“I want them to discover it for themselves”: A Sit Down with Carrie Mannino ’16, Playwright of It Couldn’t Happen Here
Would you like to start off by introducing yourself?
My name is Carrie Mannino, and I use she/her pronouns. I’m a graduate from Winchester, from which I graduated in 2016, and then I attended Yale, from which I graduated in 2020. I’ve developed this play, which is a documentary piece about the aftermath of the 10.27 attack in Pittsburgh. I’m a member of the Dor Hadash congregation, and I was away at the time of the shooting. I was at school, and I felt really disconnected from my community. I wasn’t able to mourn with the rest of my community, and I also was getting a lot of my information from the media, from people around me at Yale who didn’t know anything about Squirrel Hill or Pittsburgh, but had heard about this story, and that was so disorienting for me. I felt that there needed to be a broader story told about what it really means to be a Pittsburgher, what it means to live in Squirrel Hill, to grow up here, outside of just this one horrible event. I feel that the media picks up horrible events like this just for a couple of weeks, and it was horrifying to me that Squirrel Hill had become a household name only in this terrible context. So I wanted to tell a fuller story about what it really means to be part of this community. Creating this project was also a way for me to reconnect with my community, and was a big part of my own healing process.
The title of the play is “It Couldn’t Happen Here,” which was a quote from Dan Gilman. What about this quote stuck with you enough for it to be title worthy?
Before this even happened, I’d been very involved in the gun safety, anti-gun violence movement. I actually founded a March for Our Lives chapter at Yale. Continually, over and over again, the language that’s used when mass shootings and hate crimes happen in this country is, “we never thought this could have happened here”, “how could this have happened here?”, and of course when you hear that over and over again, and the same things keep happening and no changes are made to prevent these things from actually happening in the future, it becomes really frustrating.
When Dan Gilman said this, it was in the context of telling me that he wasn’t someone who would say “‘I never thought it could happen here,’ because you know it could.” I thought it was so powerful to emphasize that. He was working in local government; he recognized that there is this potential for threat, and it’s an unfortunate reality of living in this country. And it’s something that we shouldn’t have to deal with. It shouldn’t be a reality, but it is. Media often expresses shock when things like this happen. I feel like I am unfortunately no longer shocked. I’m sort of like, of course this is going to keep happening because it’s happened all these other times and you have done nothing to prevent it from happening again. So that’s where the title came from.
What was your intention for making this a docudrama?

#####

* [TASK A]:
Quote the interview exactly, beginning at the words "The title of" and stopping after "becomes really frustrating.".
* [TASK B]:
Render this sentence from the interview into Spanish: "Media often expresses shock when things like this happen."
* [TASK C]:
Proceed with the interview from the point at which it stops.

#####

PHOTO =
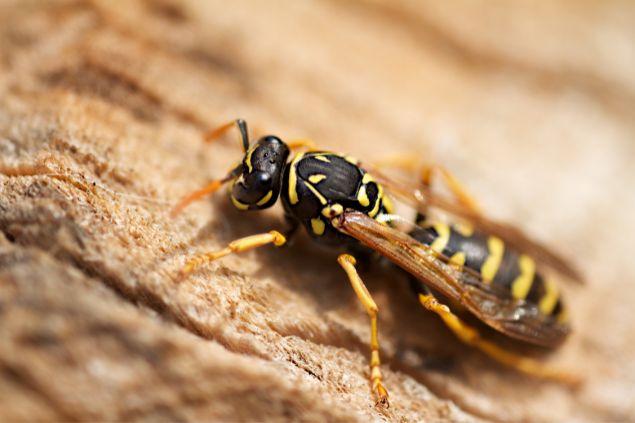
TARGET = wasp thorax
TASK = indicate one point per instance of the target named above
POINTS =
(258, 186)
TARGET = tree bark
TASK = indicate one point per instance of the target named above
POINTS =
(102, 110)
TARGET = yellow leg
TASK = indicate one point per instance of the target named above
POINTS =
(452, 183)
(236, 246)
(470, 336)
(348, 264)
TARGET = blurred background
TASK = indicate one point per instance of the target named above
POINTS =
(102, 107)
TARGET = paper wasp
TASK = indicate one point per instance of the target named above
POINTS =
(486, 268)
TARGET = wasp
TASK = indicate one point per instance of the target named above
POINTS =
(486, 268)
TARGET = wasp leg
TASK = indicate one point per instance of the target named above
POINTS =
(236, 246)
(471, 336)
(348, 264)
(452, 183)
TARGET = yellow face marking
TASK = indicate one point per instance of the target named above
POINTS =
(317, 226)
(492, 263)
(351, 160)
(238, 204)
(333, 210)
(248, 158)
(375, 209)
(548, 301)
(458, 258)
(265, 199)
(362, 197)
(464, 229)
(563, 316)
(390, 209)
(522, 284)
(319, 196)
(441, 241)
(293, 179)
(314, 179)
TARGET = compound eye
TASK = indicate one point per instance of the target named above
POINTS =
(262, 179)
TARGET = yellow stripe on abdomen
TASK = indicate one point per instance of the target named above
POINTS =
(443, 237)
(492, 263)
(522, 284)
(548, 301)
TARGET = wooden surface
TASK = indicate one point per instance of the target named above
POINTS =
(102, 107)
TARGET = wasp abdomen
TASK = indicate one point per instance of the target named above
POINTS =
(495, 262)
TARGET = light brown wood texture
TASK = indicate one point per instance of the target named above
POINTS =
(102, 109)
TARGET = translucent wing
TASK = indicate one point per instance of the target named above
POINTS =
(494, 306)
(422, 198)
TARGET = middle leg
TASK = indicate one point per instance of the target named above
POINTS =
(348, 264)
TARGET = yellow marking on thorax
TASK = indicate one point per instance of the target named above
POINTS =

#####

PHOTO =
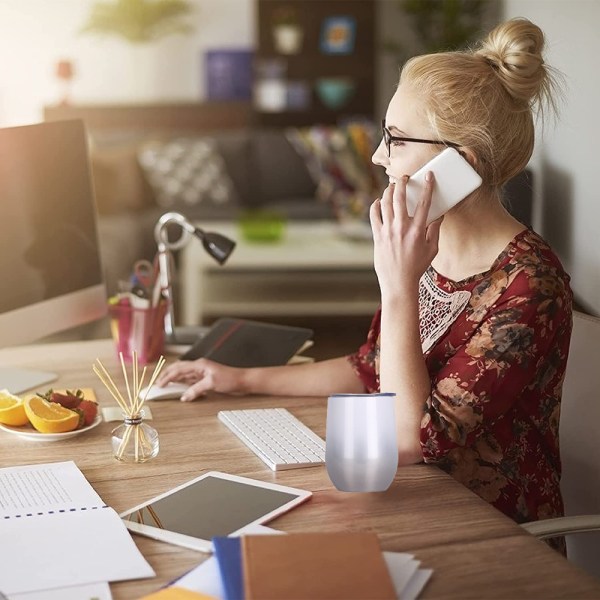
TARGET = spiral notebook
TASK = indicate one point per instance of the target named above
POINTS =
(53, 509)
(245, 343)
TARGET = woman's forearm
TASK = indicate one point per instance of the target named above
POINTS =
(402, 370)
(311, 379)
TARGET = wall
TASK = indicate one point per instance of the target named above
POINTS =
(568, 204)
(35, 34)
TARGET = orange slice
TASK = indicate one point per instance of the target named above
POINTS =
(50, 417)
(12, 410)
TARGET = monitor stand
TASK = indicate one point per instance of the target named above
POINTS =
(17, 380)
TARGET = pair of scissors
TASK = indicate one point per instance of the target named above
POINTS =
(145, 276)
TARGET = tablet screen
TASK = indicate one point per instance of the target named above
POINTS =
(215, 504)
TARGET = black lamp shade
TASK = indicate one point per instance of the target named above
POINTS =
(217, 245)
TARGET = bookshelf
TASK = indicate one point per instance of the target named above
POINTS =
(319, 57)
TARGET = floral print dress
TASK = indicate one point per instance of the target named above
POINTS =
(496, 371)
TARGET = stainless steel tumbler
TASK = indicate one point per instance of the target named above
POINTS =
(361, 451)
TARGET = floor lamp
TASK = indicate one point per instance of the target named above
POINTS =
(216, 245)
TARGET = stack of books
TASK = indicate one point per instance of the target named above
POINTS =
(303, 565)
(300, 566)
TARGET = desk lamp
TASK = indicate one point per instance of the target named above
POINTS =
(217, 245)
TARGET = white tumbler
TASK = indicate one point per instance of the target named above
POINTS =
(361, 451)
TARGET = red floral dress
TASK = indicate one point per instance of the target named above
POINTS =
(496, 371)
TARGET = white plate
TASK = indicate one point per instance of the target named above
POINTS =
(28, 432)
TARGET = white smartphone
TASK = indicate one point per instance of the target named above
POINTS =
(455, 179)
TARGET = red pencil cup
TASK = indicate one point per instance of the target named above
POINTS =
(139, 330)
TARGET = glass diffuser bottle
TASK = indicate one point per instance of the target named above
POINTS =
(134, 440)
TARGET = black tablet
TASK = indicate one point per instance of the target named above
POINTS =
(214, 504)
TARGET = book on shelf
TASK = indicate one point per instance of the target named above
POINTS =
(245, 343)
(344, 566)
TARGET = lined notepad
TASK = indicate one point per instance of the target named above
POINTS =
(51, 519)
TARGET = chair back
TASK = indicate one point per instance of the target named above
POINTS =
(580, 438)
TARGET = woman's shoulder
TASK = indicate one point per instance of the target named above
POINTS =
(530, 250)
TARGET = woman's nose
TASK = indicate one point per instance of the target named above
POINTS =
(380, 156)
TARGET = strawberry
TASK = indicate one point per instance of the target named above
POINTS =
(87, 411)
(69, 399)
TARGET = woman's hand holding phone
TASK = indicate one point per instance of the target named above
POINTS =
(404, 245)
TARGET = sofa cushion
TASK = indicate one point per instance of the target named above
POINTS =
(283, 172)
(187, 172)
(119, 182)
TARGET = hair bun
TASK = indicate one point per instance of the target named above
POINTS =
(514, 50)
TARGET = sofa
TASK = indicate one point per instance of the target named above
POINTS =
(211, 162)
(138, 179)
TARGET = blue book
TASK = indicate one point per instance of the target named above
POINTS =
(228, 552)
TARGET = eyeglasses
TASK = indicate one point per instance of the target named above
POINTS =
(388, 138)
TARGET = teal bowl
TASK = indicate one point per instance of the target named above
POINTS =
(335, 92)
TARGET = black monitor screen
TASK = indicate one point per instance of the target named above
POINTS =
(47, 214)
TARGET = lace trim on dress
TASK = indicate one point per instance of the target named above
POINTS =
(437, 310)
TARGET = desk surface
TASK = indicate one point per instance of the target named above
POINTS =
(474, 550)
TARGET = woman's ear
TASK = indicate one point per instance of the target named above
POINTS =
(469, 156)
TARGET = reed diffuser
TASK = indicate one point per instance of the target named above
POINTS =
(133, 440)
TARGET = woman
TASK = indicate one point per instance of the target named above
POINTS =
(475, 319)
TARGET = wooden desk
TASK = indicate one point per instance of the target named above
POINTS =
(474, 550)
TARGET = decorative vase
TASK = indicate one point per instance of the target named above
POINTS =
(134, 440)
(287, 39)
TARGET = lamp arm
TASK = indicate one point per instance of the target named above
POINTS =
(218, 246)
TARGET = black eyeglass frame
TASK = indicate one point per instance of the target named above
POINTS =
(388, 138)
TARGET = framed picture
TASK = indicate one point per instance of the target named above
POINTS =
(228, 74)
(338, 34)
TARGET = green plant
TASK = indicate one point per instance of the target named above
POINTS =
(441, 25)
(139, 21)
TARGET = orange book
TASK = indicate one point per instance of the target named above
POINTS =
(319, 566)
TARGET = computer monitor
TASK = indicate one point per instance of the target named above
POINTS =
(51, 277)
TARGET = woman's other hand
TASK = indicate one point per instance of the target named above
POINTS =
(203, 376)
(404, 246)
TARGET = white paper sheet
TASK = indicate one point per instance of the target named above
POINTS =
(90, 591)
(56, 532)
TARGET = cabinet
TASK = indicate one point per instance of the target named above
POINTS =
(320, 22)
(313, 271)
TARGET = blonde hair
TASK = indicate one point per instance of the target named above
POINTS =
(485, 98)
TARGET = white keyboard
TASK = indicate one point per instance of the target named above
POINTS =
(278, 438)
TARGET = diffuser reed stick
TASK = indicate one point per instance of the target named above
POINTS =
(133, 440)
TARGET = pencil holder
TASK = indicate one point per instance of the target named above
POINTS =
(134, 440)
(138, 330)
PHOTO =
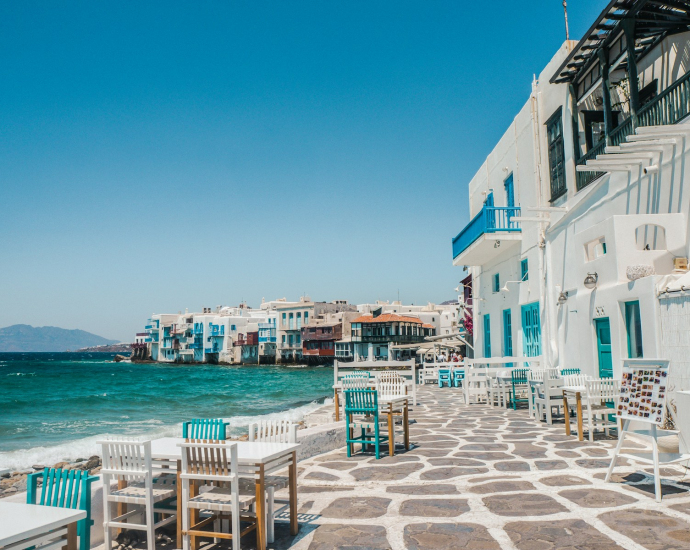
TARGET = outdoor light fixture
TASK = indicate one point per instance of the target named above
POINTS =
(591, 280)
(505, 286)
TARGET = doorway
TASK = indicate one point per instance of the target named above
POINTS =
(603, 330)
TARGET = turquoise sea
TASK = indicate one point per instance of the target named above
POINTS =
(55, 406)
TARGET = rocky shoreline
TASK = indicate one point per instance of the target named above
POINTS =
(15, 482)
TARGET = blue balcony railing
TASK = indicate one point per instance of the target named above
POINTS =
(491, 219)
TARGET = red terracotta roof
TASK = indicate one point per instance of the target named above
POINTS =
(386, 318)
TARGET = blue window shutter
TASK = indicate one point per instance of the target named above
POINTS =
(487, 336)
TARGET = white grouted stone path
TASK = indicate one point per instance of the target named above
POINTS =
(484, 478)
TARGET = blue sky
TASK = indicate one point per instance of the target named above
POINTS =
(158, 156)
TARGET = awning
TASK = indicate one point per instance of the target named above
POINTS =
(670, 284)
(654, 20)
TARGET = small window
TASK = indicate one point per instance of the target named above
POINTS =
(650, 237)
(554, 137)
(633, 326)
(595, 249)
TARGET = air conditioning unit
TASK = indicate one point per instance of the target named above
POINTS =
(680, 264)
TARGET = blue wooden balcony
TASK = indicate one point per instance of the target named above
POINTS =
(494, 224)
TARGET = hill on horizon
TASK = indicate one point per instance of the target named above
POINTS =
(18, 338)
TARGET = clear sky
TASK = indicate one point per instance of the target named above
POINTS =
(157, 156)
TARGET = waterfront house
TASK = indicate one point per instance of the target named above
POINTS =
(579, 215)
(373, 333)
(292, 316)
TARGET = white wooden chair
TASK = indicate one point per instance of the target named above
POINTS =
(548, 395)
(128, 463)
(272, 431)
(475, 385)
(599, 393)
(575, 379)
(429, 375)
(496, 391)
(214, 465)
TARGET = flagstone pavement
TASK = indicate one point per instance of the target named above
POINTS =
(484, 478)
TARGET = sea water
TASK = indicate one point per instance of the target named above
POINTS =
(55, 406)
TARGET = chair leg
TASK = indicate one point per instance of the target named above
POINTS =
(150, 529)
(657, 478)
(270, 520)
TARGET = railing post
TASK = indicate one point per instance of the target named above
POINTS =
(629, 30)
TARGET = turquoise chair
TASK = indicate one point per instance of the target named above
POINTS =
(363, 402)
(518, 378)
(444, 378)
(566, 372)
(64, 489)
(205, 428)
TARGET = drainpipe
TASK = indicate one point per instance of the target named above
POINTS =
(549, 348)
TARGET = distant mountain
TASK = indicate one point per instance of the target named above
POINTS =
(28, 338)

#####

* [ANSWER AREA A]:
The title of the play is “It Couldn’t Happen Here,” which was a quote from Dan Gilman. What about this quote stuck with you enough for it to be title worthy?
Before this even happened, I’d been very involved in the gun safety, anti-gun violence movement. I actually founded a March for Our Lives chapter at Yale. Continually, over and over again, the language that’s used when mass shootings and hate crimes happen in this country is, “we never thought this could have happened here”, “how could this have happened here?”, and of course when you hear that over and over again, and the same things keep happening and no changes are made to prevent these things from actually happening in the future, it becomes really frustrating.

* [ANSWER AREA B]:
Los medios suelen expresar conmoción cuando ocurren cosas como esta.

* [ANSWER AREA C]:
So, I have a good answer to that and a bad answer to that. My simple boring answer is that I’m a playwright. I was studying playwriting. I do actually write in other genres, but in college I was really focused on playwriting. I decided I wanted to do a play as my senior thesis. I was very involved with the dramatic community on campus, and I’d been working as a director and a writer. The other reason, the more nuanced reason, is that when I was in high school here at WT, we did “The Laramie Project” as the winter play. And that was really important to me in introducing me to the genre of documentary theater, and also to show me how powerful this work could be and how it could be used as an educational tool. We had the opportunity to talk to somebody from the company that developed “The Laramie Project,” and I read more about it and the fact that it had been used in so many different schools across the country.
I think that there is something to be said for the degree of empathy you feel when you are either acting in a play or even just watching a play, especially when you know the people in it. Even when you don’t, I think that there’s something much more engaging for the audience with live theater than there is for film. I think that it’s just a different experience as an audience member, and an opportunity to have this greater degree of empathy and engagement, and to have audience members place themselves more into people’s shoes than if they were to just watch a video and be able to zone out. That was part of why I felt that this was something that lent itself to a stage format and it was something that could become a play.
Did you anticipate any backlash due to the subject matter of the play? And if so, how did you plan to address it?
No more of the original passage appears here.